• [Exercise instructions]:
- 1) Summarize the report on the ICNIRP magnetic-field limit in two sentences.
- 2) Please continue the report on the ICNIRP magnetic-field limit, starting after its final sentence.

A Report on Non-Ionizing Radiation

The ELF EMF Disconnect

Schüz Defends ICNIRP’s 1,000 mG Limit

May 21, 2007

It's the murky disconnect that undermines public confidence in EMF exposure standards: While epidemiological studies point to an increased risk of childhood leukemia at exposures as low as 3-4 mG, the ICNIRP exposure standard is over 200 times higher. That is, ICNIRP sees nothing wrong with exposing kids to 999 mG, 24/7. One reason this disparity is baffling is that Anders Ahlbom of Sweden's Karolinska Institute is both the chair of ICNIRP's committee on epidemiology and the person whose work —more than anyone else's other than Nancy Wertheimer's— has established the plausibility of the 3-4 mG threshold. The IEEE standard is even more out of sync: At over 9,000 mG: it's more than nine times higher than the ICNIRP limit.

Joachim Schüz, a prolific epidemiologist at the Danish Cancer Society in Copenhagen, and an up-and-coming member of the EMF establishment, offered a justification for the 1,000 mG limit at an ICNIRP workshop held in March 2006 in Berlin. The childhood leukemia-EMF association "is neither supported by experimental evidence nor by a plausible [mechanism]... It cannot be ruled out with reasonable confidence that the observed association is entirely due to chance, bias, and confounding." Schüz calls for "a careful evaluation of a possible benefit" before adopting precautionary measures, and favors "proper risk communication" over "[precipitous] actions to calm emotions." Schüz's views are in line with those of Paolo Vecchia and Mike Repacholi, the current and a former chair, respectively, of ICNIRP.

• [Given entries]:

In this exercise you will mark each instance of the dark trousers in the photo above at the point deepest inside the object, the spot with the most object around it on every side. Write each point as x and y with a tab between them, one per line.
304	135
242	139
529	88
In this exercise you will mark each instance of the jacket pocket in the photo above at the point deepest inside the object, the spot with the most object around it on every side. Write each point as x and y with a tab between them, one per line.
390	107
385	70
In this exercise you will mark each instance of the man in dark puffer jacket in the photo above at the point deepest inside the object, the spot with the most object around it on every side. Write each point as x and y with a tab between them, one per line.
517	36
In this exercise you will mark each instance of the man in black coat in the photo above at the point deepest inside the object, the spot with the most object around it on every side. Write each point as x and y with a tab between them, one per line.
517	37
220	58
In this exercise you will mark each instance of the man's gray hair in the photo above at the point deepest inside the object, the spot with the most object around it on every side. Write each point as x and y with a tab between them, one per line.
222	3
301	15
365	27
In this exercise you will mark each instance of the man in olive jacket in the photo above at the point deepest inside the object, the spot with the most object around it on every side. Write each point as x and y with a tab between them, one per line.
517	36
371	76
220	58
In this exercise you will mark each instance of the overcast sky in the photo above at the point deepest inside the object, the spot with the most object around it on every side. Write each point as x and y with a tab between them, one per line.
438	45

• [Answers for the tasks]:
- 1) Epidemiological studies point to an increased risk of childhood leukemia at exposures as low as 3-4 mG, yet the ICNIRP exposure standard is over 200 times higher, and the IEEE standard is more than nine times higher than ICNIRP's. At an ICNIRP workshop in Berlin in March 2006, Joachim Schüz of the Danish Cancer Society defended the 1,000 mG limit, arguing that the leukemia association lacks experimental support and a plausible mechanism and could be entirely due to chance, bias, and confounding.

- 2)
Are precautionary policies for power-frequency EMFs called for? Repacholi thought so a few years back before he flip-flopped (see MWN, M/J03, p.1). (Some say he reversed himself under pressure from the electric utility industry.) Should others follow the lead of Italy and Switzerland, which have recognized and accepted the epidemiological findings and adopted tougher limits? Are Repacholi, Schüz and Vecchia's current views sustainable? All these questions will no doubt be raised at a workshop being organized by the WHO EMF Project. Developing and Implementing Protective Measures for ELF EMF will be held in Geneva, June 20-21.

Schüz's paper and the 18 others presented at ICNIRP's 2006 International Workshop on EMF Dosimetry and Biophysical Aspects Relevant to Setting Exposure Guidelines appear in the June issue of Health Physics.